Extracted entries:
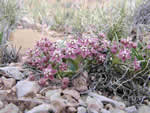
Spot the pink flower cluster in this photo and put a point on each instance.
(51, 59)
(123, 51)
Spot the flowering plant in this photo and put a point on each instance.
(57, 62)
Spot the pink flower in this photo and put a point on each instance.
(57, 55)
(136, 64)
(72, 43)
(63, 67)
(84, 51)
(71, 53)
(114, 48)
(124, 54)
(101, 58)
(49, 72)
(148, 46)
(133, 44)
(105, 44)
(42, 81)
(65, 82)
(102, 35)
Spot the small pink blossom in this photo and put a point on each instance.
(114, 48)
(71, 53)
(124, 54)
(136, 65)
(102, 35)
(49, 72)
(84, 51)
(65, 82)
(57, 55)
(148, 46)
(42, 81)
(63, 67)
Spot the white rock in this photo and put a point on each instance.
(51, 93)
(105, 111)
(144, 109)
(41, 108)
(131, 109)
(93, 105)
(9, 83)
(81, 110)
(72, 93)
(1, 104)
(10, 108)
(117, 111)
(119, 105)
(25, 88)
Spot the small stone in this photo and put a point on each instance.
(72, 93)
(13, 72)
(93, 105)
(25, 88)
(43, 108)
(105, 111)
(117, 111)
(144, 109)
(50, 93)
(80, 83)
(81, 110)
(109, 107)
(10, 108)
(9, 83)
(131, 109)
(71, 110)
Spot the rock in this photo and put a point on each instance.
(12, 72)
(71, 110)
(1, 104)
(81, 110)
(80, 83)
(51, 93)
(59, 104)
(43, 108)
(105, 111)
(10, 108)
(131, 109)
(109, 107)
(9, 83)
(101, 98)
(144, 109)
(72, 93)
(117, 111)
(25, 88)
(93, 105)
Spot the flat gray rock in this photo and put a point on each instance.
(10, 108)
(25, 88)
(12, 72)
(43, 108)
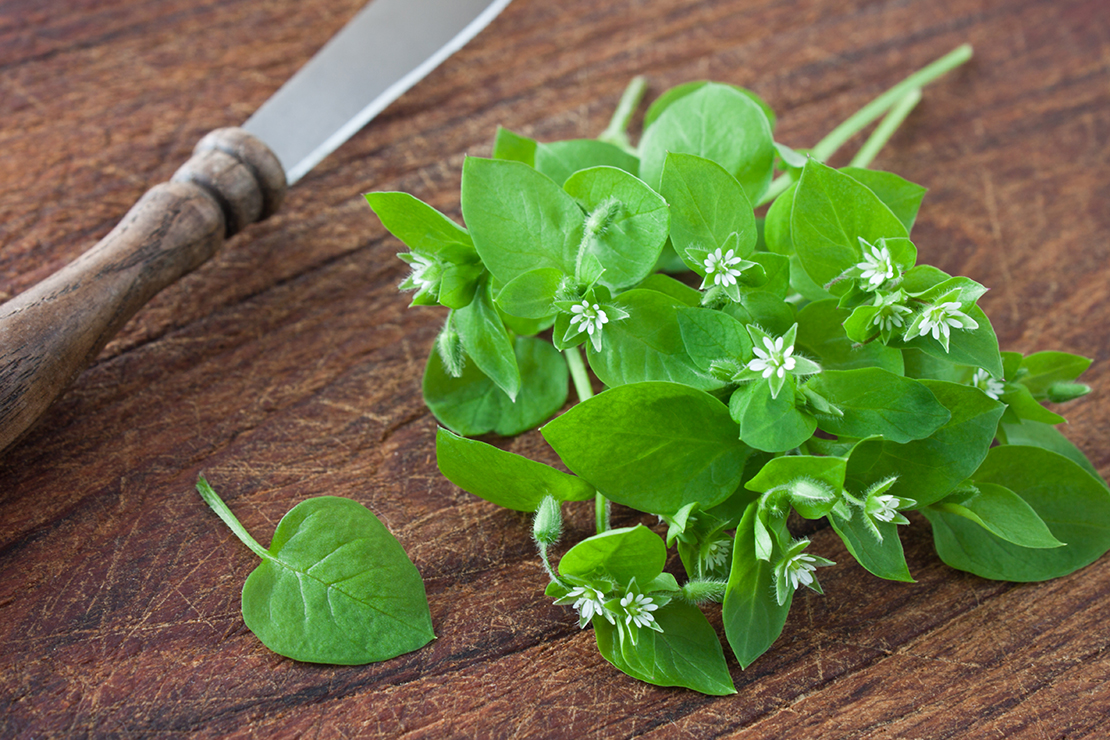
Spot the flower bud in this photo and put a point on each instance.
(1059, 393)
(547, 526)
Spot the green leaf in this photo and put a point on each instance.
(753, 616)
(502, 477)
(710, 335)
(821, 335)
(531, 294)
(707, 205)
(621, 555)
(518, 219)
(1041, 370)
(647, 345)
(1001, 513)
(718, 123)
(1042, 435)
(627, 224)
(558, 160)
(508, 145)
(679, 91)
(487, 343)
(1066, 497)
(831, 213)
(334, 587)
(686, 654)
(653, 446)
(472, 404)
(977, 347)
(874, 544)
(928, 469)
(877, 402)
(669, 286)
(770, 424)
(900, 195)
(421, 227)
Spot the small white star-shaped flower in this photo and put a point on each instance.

DO THIS —
Output every line of the entries above without changing a word, leaving the pictures out.

FULL SOLUTION —
Spot the pink flower cluster in this photo and put a point on each instance.
(51, 59)
(123, 51)
Spot the flowering plant in this photo and put a point on each instance.
(57, 62)
Spot the pink flower in this photo and put a point on each instance.
(57, 55)
(136, 64)
(72, 43)
(63, 67)
(84, 51)
(71, 53)
(114, 48)
(124, 54)
(101, 58)
(49, 72)
(148, 46)
(133, 44)
(105, 44)
(42, 81)
(65, 82)
(102, 35)
Spot the small pink blossom in this photo and put a point on each instance.
(114, 48)
(71, 53)
(124, 54)
(136, 65)
(102, 35)
(49, 72)
(84, 51)
(65, 82)
(57, 55)
(148, 46)
(42, 81)
(63, 67)
Spot the white rock in this photo and put a point on each instance.
(51, 93)
(105, 111)
(144, 109)
(41, 108)
(131, 109)
(93, 105)
(9, 83)
(81, 110)
(72, 93)
(1, 104)
(10, 108)
(117, 111)
(119, 105)
(25, 88)
Spot the small stone in this photo and put a point on each instance.
(72, 93)
(13, 72)
(93, 105)
(25, 88)
(43, 108)
(105, 111)
(117, 111)
(144, 109)
(50, 93)
(80, 83)
(81, 110)
(109, 107)
(10, 108)
(9, 83)
(131, 109)
(71, 110)
Spot the rock in this photo and put a point on each instance.
(12, 72)
(71, 110)
(1, 104)
(81, 110)
(80, 83)
(51, 93)
(59, 104)
(43, 108)
(105, 111)
(10, 108)
(131, 109)
(109, 107)
(9, 83)
(101, 98)
(144, 109)
(72, 93)
(117, 111)
(25, 88)
(93, 105)
Spot the flat gray rock in this photo and put a point on each instance.
(10, 108)
(25, 88)
(12, 72)
(43, 108)
Spot the flower bud in this photo and put a point on each instance.
(1059, 393)
(547, 526)
Spot the green leaf in this photo and put a point on each instance.
(753, 616)
(502, 477)
(710, 335)
(821, 335)
(531, 294)
(707, 205)
(621, 555)
(518, 219)
(1041, 370)
(647, 345)
(1001, 513)
(718, 123)
(1042, 435)
(627, 224)
(558, 160)
(508, 145)
(679, 91)
(487, 343)
(1066, 497)
(831, 213)
(334, 587)
(686, 654)
(653, 446)
(472, 404)
(977, 347)
(874, 544)
(928, 469)
(877, 402)
(669, 286)
(770, 424)
(900, 195)
(421, 227)
Spot the small white star-shaped flower in this photo and put a point on each instance.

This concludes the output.